* EXCERPT TO READ
○ ○ ○ ○ ○ ○ ○

Uncertainty in hc analysis can be measured by p-values of each cluster via multiscale bootstrap resampling. Approximately unbiased (AU) p-value is by multiscale bootstrap resampling. Bootstrap probability (BP) p-value computed by normal bootstrap resampling is more biased.
Following perform hc analysis with multiscale bootstrap with 10 repetitions, complete linkage for cluster joining and a correlation-based dissimilarity matrix. Clusters in the dendrogram with AU value above 0.95 are highlighted with red rectangles. Pick significant cluster using pvpick().
library(pvclust)
y <- matrix(rnorm(500), 50, 10, dimnames = list(paste("g", 1:50, sep = ""), paste("t", 1:10, sep = "")))
pv <- pvclust(scale(t(y)), method.dist = "correlation", method.hclust = "complete", nboot = 10)
## Bootstrap (r = 0.5)... Done.
## Bootstrap (r = 0.6)... Done.
## Bootstrap (r = 0.7)... Done.
## Bootstrap (r = 0.8)... Done.
## Bootstrap (r = 0.9)... Done.
## Bootstrap (r = 1.0)... Done.
## Bootstrap (r = 1.1)... Done.
## Bootstrap (r = 1.2)... Done.
## Bootstrap (r = 1.3)... Done.
## Bootstrap (r = 1.4)... Done.
plot(pv, hang=-1)
pvrect(pv, alpha = 0.95)
clsig <- unlist(pvpick(pv, alpha = 0.95, pv = "au", type = "geq", max.only = TRUE)$clusters)
Plot a dendrogram where the significant clusters are highlighted in red.
source("http://faculty.ucr.edu/~tgirke/Documents/R_BioCond/My_R_Scripts/dendroCol.R")
dend_colored <- dendrapply(as.dendrogram(pv$hclust), dendroCol, keys=clsig, xPar="edgePar", bgr="black", fgr="red", pch=20)
plot(dend_colored, horiz = T)

○ ○ ○ ○ ○ ○ ○

* SUPPLIED DATA
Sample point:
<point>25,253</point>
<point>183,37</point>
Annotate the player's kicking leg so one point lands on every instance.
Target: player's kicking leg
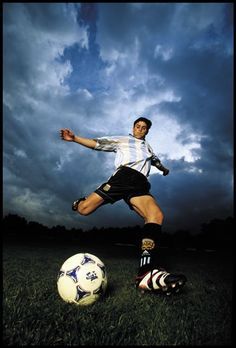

○ ○ ○ ○ ○ ○ ○

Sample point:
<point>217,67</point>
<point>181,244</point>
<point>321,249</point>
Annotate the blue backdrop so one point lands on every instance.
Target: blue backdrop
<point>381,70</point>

○ ○ ○ ○ ○ ○ ○

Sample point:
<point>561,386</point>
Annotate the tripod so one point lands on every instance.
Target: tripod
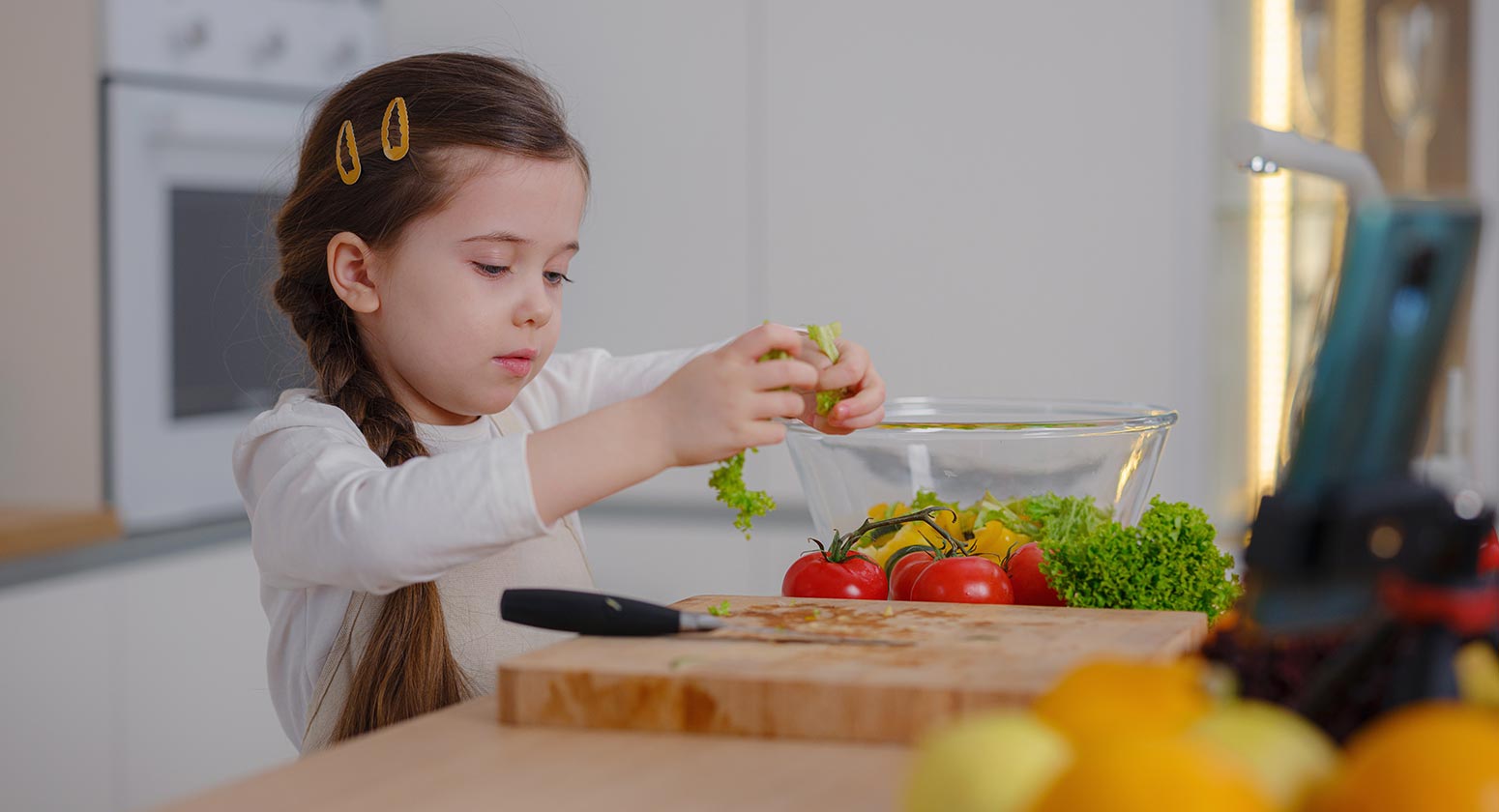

○ ○ ○ ○ ○ ○ ○

* REQUIRED WORK
A: Please reproduce a passage of the pvclust text word for word, beginning at the words "## Bootstrap (r = 0.9)..." and stopping after "plot(dend_colored, horiz = T)".
B: Answer these questions from the pvclust text:
(i) Which kind of resampling computes the bootstrap probability (BP) p-value?
(ii) Which linkage is used for cluster joining?
(iii) In the dendroCol call, what value is given to fgr?
The data is kept apart from the pvclust text.

* OUTPUTS FOR THE TASKS
A:
## Bootstrap (r = 0.9)... Done.
## Bootstrap (r = 1.0)... Done.
## Bootstrap (r = 1.1)... Done.
## Bootstrap (r = 1.2)... Done.
## Bootstrap (r = 1.3)... Done.
## Bootstrap (r = 1.4)... Done.
plot(pv, hang=-1)
pvrect(pv, alpha = 0.95)
clsig <- unlist(pvpick(pv, alpha = 0.95, pv = "au", type = "geq", max.only = TRUE)$clusters)
Plot a dendrogram where the significant clusters are highlighted in red.
source("http://faculty.ucr.edu/~tgirke/Documents/R_BioCond/My_R_Scripts/dendroCol.R")
dend_colored <- dendrapply(as.dendrogram(pv$hclust), dendroCol, keys=clsig, xPar="edgePar", bgr="black", fgr="red", pch=20)
plot(dend_colored, horiz = T)

B:
(i) Normal bootstrap resampling
(ii) Complete linkage
(iii) "red"